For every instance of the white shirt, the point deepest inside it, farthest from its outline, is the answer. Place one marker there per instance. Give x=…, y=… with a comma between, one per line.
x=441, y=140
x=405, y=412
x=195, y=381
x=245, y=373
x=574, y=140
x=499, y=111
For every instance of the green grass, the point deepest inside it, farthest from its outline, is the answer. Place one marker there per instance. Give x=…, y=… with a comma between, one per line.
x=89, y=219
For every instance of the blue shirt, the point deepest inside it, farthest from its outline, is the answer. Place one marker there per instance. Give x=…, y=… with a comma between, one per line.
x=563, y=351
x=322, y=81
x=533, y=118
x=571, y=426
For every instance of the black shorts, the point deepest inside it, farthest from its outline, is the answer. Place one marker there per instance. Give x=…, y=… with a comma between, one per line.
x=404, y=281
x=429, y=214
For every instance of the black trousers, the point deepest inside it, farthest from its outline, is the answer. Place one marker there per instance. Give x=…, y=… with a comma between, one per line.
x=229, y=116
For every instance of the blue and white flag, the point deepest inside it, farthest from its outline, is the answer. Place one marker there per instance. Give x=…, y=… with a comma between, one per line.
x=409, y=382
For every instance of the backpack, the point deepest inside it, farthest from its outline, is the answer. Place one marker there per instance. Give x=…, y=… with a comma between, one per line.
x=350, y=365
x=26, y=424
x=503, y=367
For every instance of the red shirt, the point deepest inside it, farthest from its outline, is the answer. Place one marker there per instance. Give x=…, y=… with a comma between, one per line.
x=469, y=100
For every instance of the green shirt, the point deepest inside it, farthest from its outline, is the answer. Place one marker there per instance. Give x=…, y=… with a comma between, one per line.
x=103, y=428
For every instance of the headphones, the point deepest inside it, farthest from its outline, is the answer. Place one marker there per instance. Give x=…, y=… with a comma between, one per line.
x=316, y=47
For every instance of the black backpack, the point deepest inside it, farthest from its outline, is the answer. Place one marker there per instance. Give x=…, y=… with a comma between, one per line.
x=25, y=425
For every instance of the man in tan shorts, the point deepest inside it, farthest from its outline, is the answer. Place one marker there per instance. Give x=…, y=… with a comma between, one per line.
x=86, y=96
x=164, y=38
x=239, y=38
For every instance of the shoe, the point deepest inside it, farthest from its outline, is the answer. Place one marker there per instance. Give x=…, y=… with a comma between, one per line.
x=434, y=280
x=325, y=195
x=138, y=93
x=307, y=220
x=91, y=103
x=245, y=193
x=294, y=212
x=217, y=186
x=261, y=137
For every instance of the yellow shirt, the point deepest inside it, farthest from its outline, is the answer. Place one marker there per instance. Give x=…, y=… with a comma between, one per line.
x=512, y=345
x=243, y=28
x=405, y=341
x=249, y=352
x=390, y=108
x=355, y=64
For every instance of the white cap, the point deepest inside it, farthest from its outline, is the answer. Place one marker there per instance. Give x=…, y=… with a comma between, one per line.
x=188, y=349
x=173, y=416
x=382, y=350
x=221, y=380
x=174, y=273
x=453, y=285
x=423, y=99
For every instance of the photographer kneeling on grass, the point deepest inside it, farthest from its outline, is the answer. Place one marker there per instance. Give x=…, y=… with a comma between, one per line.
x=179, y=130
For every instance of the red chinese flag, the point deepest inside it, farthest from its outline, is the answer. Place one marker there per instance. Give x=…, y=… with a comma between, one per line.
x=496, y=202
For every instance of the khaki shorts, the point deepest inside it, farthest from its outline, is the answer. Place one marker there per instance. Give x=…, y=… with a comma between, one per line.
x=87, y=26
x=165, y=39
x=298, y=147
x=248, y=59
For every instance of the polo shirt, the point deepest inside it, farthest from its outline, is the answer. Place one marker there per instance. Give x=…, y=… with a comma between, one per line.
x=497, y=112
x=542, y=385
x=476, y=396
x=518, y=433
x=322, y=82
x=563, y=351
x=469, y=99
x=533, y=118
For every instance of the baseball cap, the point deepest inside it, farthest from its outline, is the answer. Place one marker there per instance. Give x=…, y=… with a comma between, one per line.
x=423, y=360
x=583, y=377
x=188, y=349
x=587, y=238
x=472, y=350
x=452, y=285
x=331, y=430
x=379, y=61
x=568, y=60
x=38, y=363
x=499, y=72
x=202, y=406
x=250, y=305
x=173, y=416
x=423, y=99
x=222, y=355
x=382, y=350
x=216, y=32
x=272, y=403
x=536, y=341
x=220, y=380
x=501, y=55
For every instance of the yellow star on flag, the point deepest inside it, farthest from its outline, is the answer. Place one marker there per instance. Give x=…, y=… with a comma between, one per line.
=-=-=
_What you are asked to do_: Substitute "boundary" for "outline" everywhere it appears in the lines above, and reproduce all the lines with no other changes.

_Answer to the task_:
For every instance of the white shirt, the point deepest inside it, farthest from its boundary, is the answer. Place one marker there per instance. Give x=…, y=… with a comma between, one per line.
x=441, y=140
x=405, y=412
x=195, y=381
x=245, y=373
x=574, y=140
x=499, y=111
For every instance of the green grass, the point deepest inside it, farthest from its boundary, is the answer. Place one marker there per instance. Give x=…, y=… with a comma between, one per line.
x=89, y=219
For every instance of the blue shirt, the point deepest inside it, farthest from its boundary, is the answer. Place one marker there per instance. Give x=…, y=… with a comma between, one per line.
x=563, y=351
x=322, y=81
x=533, y=118
x=571, y=426
For every instance of the black shorts, the point deepest inside it, farthest from its boundary, is the answer. Place one marker there per instance. Give x=…, y=… with a comma between, one per line.
x=404, y=281
x=429, y=214
For every instance of the black trousers, the point deepest inside it, farthest from its boundary, is the answer. Place one marker there per instance. Give x=…, y=… with a comma between, one per line.
x=229, y=116
For every instance of the blue and white flag, the point deepest inside it, farthest from its boundary, is the answer. Place one marker there per instance. Give x=…, y=… with a comma between, one per line.
x=409, y=382
For every instance of the backpack, the point deepest inside it, farthest from its boundary, is the answer. Place one marker there per instance. Give x=…, y=… with a comma between, one per line.
x=350, y=365
x=26, y=424
x=503, y=367
For every instance of the red shirt, the point deepest inside it, farthest from its boundary, is the answer. Place one marker there per instance. Give x=…, y=… with a comma between, one per line.
x=469, y=100
For every instance of the green shirt, the point deepest inside it, farthest from its boundary, is the answer. Place one marker there per instance. Give x=…, y=… with a comma between, one per line.
x=103, y=428
For every instance of the headphones, the point deepest inside it, farthest from its boundary, is the answer. Place one marker there per instance. Give x=…, y=… with a comma between, one per line.
x=316, y=47
For every instance of the black backpack, the point deepest inside it, farthest from its boundary, is the answer. Place one marker there per instance. Give x=…, y=… with a comma between, one per line.
x=25, y=425
For every instance of the man in tan shorts, the point deepest inside it, farthest from its boundary, is the answer. Place one marker there per instance. Give x=…, y=… with a comma between, one per line.
x=86, y=96
x=164, y=38
x=239, y=38
For every instance of the shoe, the point deepest inside it, farthest from its boundary, is the answer. Place one marker there per instance. Give x=…, y=… with a comma between, one per line.
x=434, y=280
x=325, y=195
x=138, y=93
x=307, y=220
x=91, y=103
x=245, y=193
x=294, y=212
x=217, y=186
x=261, y=137
For every instance of the yellow shirt, the point deepest inside it, farthest from its boundary, is the answer. Place one marker there per instance. Give x=…, y=… with a comma between, one per line.
x=512, y=345
x=243, y=28
x=405, y=341
x=249, y=352
x=390, y=108
x=355, y=64
For every instance of the white cap, the point deepest inside it, farthest from its boundary, is the answer. Place one marker there per instance. Give x=…, y=… with a comma between, one per line.
x=188, y=349
x=173, y=416
x=382, y=350
x=221, y=380
x=174, y=273
x=453, y=285
x=423, y=99
For every instance of the photographer kneeling on grass, the point deepest inside it, farthest from its boundary, is the answer. Place one marker there per instance. Give x=…, y=… with a comma between, one per line.
x=179, y=130
For every instance of the red chinese flag, the point deepest inside it, farthest from its boundary, is the answer. Place one marker there per instance. Give x=…, y=… with a comma between, one per line.
x=496, y=202
For every instance of the khaki shorts, the point deepest inside it, farthest from its boundary, is the answer. Place one marker there per instance. Give x=…, y=… with a comma between, one per line.
x=87, y=26
x=165, y=39
x=298, y=147
x=248, y=59
For every instance of the polo shirt, the point deepest inside it, farthest from its boundary, is the answer. Place one marker there per instance. Give x=…, y=… with a comma between, one per line.
x=497, y=112
x=542, y=385
x=476, y=396
x=518, y=433
x=322, y=82
x=563, y=351
x=469, y=99
x=533, y=118
For every instance of the baseball cap, the point deepest inside it, farthest from its boundary, is the answer. Place one marker there per instance. Give x=…, y=… with a comma between, one per line.
x=423, y=360
x=583, y=377
x=188, y=349
x=587, y=238
x=472, y=350
x=452, y=285
x=331, y=430
x=379, y=61
x=568, y=60
x=38, y=363
x=499, y=72
x=202, y=406
x=250, y=305
x=173, y=416
x=423, y=99
x=222, y=355
x=382, y=350
x=216, y=32
x=272, y=403
x=536, y=341
x=220, y=380
x=501, y=55
For every instance of the yellow star on flag, the point deepest inside it, farthest from its boundary, is the answer. Place one marker there per instance. Give x=…, y=… with a comma between, one per line.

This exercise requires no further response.